[Wat wordt gevraagd]
1. Welke begrippen worden in artikel 1 van de verordening uitgelegd? Noem ze allemaal.
2. Tot en met welke datum gold de verordening?

[Aangeleverde tekst]
------------------------------------

Regeling vervallen per 06-11-2018

Verordening op de raadscommissies 2014

Geldend van 24-06-2014 t/m 05-11-2018

Intitulé

Verordening op de raadscommissies 2014

De raad van de gemeente Maasdriel,

gelezen het voorstel van het presidium van 17 april 2014,

gelet op artikel 82, eerste lid, van de Gemeentewet;

besluit vast te stellen de Verordening op de raadscommissies 2014:

Hoofdstuk 1. Algemene bepalingen

Artikel 1. Begripsbepalingen

In deze verordening wordt verstaan onder:

  • -

    commissievoorzitter: voorzitter van een raadscommissie of diens plaatsvervanger;

  • -

    griffier: griffier van de raad of diens plaatsvervanger.

  • -

    commissiegriffier: griffier van een raadscommissie of diens plaatsvervanger;

  • -

    commissielid: lid van een raadscommissie of diens plaatsvervanger;

  • -

    ronde tafelgesprek: informeel overleg tussen commissieleden en burgers, bedrijven, organisaties of instellingen ter ondersteuning van de oordeelsvorming van de commissieleden.

Artikel 2. Instelling raadscommissies

Er is een:

  • a.

    raadscommissie Samenleving en Financiën, waarvan de werkzaamheden de volgende programmaonderwerpen betreffen:

    • -

      algemeen bestuurlijke en juridische zaken, waaronder bestuurlijke samenwerking

    • -

      dienstverlening

    • -

      openbare orde en veiligheid

    • -

      onderwijs en jeugd

    • -

      sport, kunst, cultuur en welzijn

    • -

      zorg en volksgezondheid

    • -

      leefbaarheid, burgerparticipatie en accommodaties

    • -

      dorpsraden

    • -

      bedrijfsvoering waaronder: personeel en organisatie, en informatie en automatisering

    • -

      financiën

  • b.

    raadscommissie Ruimte, waarvan de werkzaamheden de volgende programmaonderwerpen betreffen:

    • -

      economische en grondzaken

    • -

      verkeer en vervoer

    • -

      beheer openbare ruimte

    • -

      leefbaarheid

    • -

      bouwen, milieu en monumenten

    • -

      ruimte, volkshuisvesting en waterstaat

    • -

      recreatie en toerisme

    • -

      natuur en landschap

    • -

      toezicht en (integrale) handhaving

Artikel 3. Taken

Een raadscommissie:

  • a.

    brengt advies uit aan de raad over die onderwerpen waarop haar werkzaamheden betrekking hebben;

  • b.

    kan advies uitbrengen aan de raad over andere onderwerpen dan bedoeld onder a;

  • c.

    voert overleg met het college of de burgemeester over in ieder geval de door hen verstrekte inlichtingen en het gevoerde bestuur ten aanzien van de onderwerpen bedoeld onder a.

------------------------------------

[Gegeven materiaal]
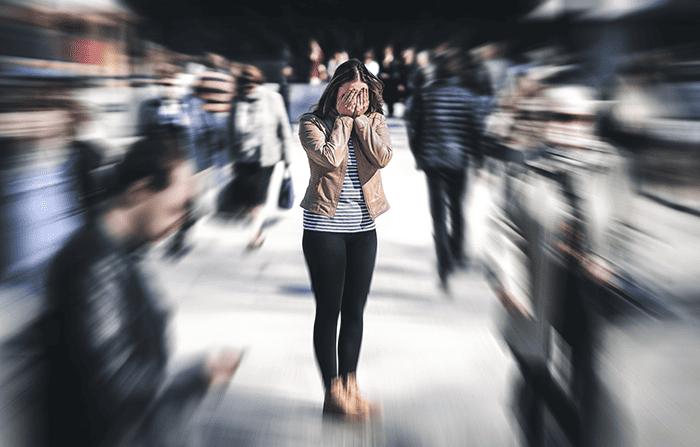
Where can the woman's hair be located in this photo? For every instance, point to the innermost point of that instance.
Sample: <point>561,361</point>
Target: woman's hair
<point>350,71</point>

------------------------------------

[Antwoorden per opdracht]
1. commissievoorzitter, griffier, commissiegriffier, commissielid, ronde tafelgesprek

2. Tot en met 05-11-2018.